Records shown
--- Begin ---

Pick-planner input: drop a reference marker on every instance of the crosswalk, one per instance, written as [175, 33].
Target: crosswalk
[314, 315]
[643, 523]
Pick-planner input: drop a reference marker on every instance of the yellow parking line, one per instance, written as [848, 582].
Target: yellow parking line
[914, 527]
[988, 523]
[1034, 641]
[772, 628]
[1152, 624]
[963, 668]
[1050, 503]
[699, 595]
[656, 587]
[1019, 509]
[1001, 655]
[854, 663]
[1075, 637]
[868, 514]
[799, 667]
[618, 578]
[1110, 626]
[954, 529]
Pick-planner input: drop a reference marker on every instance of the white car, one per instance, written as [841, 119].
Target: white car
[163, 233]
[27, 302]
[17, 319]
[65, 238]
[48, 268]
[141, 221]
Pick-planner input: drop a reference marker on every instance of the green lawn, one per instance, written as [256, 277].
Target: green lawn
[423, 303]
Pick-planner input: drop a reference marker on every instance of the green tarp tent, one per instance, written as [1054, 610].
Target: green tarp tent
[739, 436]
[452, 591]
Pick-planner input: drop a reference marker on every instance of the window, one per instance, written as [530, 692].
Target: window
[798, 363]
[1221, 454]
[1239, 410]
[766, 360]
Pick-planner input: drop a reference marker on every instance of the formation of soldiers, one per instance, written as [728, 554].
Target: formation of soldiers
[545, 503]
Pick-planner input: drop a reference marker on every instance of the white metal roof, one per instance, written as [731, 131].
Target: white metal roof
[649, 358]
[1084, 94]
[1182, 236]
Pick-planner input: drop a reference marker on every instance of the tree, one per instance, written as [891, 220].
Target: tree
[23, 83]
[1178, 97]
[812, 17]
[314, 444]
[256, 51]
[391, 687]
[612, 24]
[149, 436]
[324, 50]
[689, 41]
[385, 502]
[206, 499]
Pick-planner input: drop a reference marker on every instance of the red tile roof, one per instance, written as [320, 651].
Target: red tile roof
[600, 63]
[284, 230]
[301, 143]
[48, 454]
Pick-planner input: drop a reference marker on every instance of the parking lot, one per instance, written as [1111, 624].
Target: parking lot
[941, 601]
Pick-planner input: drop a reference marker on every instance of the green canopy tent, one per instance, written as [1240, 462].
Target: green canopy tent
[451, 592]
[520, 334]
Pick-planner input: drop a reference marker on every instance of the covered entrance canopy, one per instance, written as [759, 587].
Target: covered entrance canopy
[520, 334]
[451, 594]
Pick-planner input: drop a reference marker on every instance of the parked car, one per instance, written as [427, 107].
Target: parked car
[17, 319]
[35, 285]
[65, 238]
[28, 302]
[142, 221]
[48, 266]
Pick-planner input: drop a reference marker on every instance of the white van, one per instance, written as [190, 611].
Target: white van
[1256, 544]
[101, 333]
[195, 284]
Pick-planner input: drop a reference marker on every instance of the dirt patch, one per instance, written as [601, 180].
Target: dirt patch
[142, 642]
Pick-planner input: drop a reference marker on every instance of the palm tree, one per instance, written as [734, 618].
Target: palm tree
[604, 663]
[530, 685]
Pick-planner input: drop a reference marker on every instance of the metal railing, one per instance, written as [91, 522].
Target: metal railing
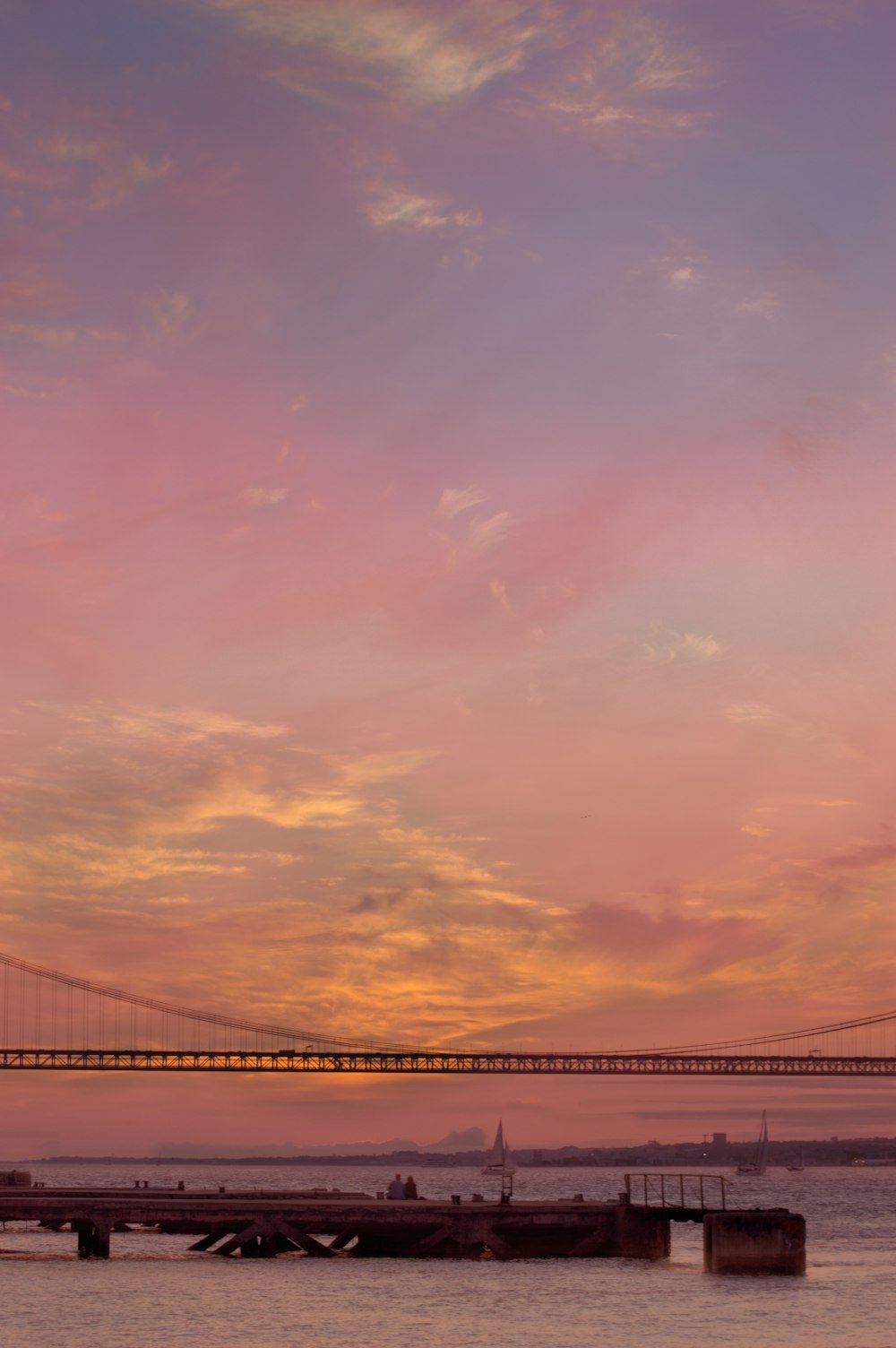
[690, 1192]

--- End ---
--- Begin ---

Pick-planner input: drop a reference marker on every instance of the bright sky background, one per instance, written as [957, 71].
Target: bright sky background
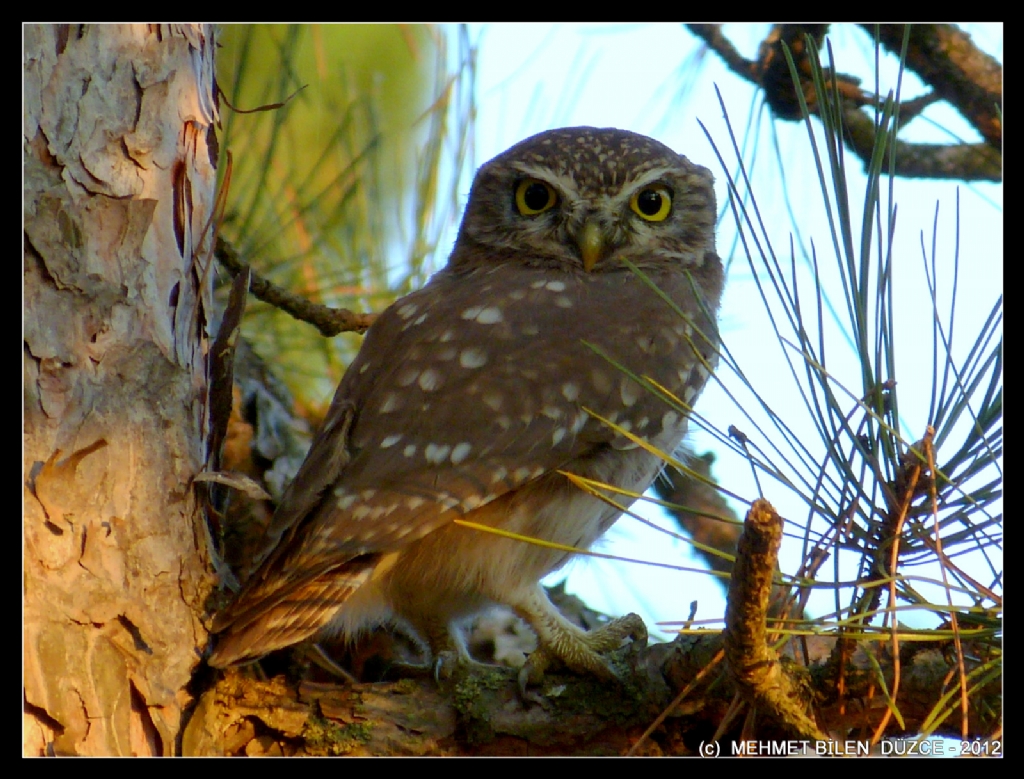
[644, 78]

--- End ---

Aim of the task
Copy out word for word the lines above, starting with the line that contains "as [91, 522]." and going on through the line that contains "[690, 1192]". Leave the pictures out of your answer.

Full solution
Pick-planner input: drop a reference marker on every instance of the metal railing, one per instance, written as [91, 522].
Target: metal railing
[690, 1192]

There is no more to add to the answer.